EXTRACT
* * * * * * *

THE MONUMENT AND THE CHURCH OF ST. MAGNUS, ABOUT 1800. (From an Old View.)
In 1732 a sailor is recorded to have slid down a
rope from the gallery to the "Three Tuns" tavern,
Gracechurch Street; as did also, next day, a waterman's boy. In the Timesnewspaper of August 22,
1827, there appeared the following hoaxing advertisement: "Incredible as it may appear, a person
will attend at the Monument, and will, for the sum
of £2,500, undertake to jump clear off the said
Monument; and in coming down will drink some
beer and eat a cake, act some trades, shorten and
make sail, and bring ship safe to anchor. As soon
as the sum stated is collected, the performance will
take place; and if not performed, the money subscribed to be returned to the subscribers."

* * * * * * *

MATERIAL SUPPLIED

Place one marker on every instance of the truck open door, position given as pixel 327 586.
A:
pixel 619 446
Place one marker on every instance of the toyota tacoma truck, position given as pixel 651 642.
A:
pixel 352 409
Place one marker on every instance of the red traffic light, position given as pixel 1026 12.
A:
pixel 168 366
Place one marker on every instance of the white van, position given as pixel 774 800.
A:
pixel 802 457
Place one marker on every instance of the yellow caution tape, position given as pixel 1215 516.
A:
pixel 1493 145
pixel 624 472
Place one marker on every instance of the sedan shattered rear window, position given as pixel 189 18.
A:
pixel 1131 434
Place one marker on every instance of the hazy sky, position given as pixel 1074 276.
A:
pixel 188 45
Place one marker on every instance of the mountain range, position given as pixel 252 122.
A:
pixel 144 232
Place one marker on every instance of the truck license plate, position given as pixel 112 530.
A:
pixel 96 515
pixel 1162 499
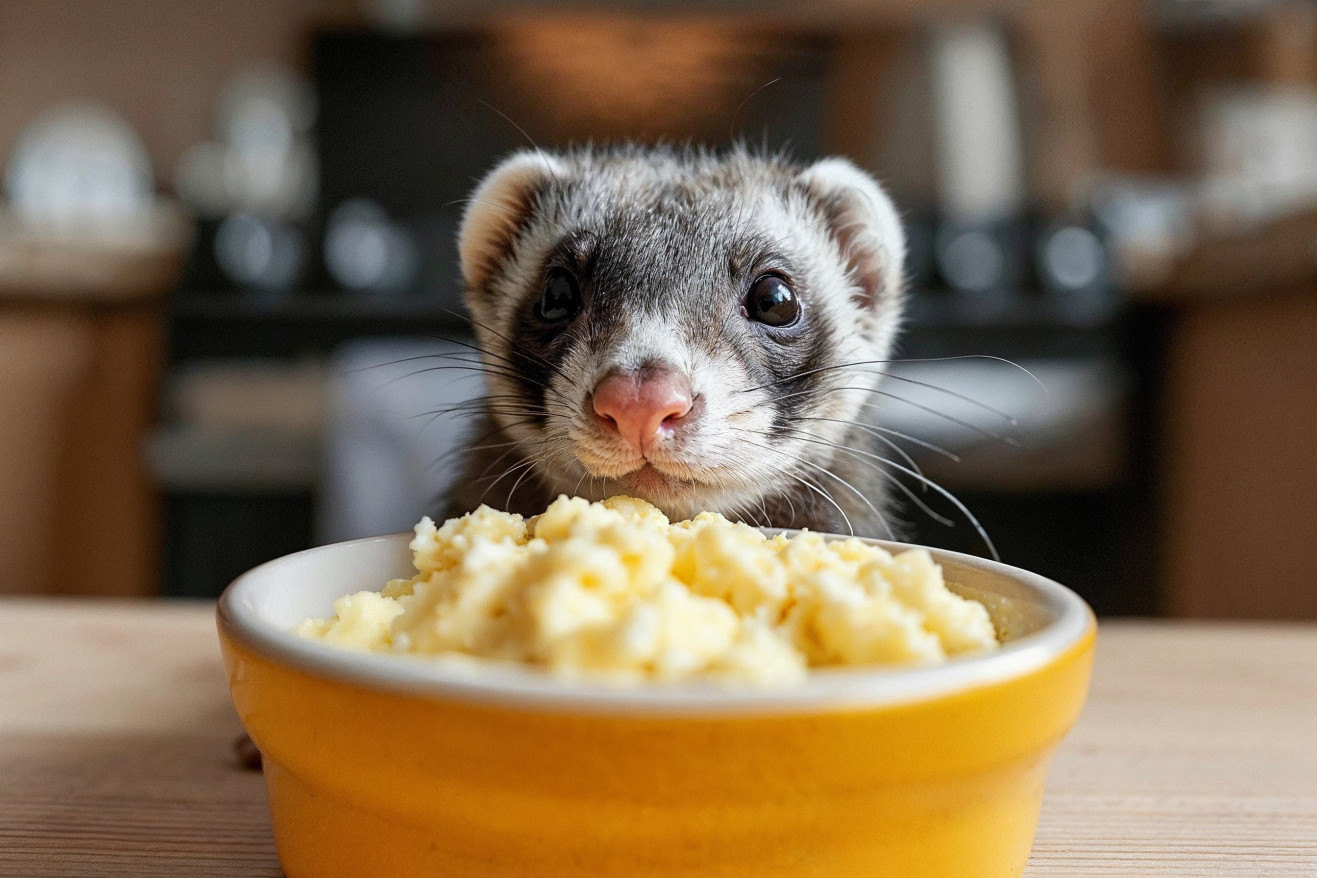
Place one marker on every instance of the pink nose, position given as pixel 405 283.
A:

* * * * * * *

CHALLENGE 1
Summarize the passage about the Monument in two sentences.
CHALLENGE 2
Carry on the passage about the Monument from the point where it stops.

WRITTEN ANSWER 1
In 1732 a sailor is recorded to have slid down a rope from the Monument's gallery to the "Three Tuns" tavern in Gracechurch Street, and a waterman's boy did the same the next day. On August 22, 1827, the Times carried a hoaxing advertisement promising that, for £2,500, a person would jump clear off the Monument and, while coming down, drink beer, eat a cake, act some trades, shorten and make sail, and bring a ship safe to anchor, with the money returned if the feat was not performed.

WRITTEN ANSWER 2
The Great Fire of 1666 broke out at the shop
of one Farryner, the king's baker, 25, Pudding
Lane. The following inscription was placed by
some zealous Protestants over the house, when
rebuilt:—"Here, by the permission of Heaven,
Hell broke loose upon this Protestant city, from
the malicious hearts of barbarous priests, by the
hand of their agent, Hubert, who confessed and
on the ruins of this place declared the fact for
which he was hanged—viz., that here begun that
dreadful fire which is described on and perpetuated
by the neighbouring pillar, erected anno 1681, in
the mayoralty of Sir Patience Ward, Kt."
This celebrated inscription (says Cunningham),
set up pursuant to an order of the Court of Common Council, June 17th, 1681, was removed in
the reign of James II., replaced in the reign of
William III., and finally taken down, "on account
of the stoppage of passengers to read it."Entick,
who made additions to Maitland in 1756, speaks
of it as "lately taken away."
The Fire was for a long time attributed to
Hubert, a crazed French Papist of five or six and
twenty years of age, the son of a watchmaker at
Rouen, in Normandy. He was seized in Essex,
confessed he had begun the fire, and persisting in
his confession to his death, was hanged, upon no
other evidence than that of his own confession.
He stated in his examination that he had been
"suborned at Paris to this action," and that there
were three more combined to do the same thing.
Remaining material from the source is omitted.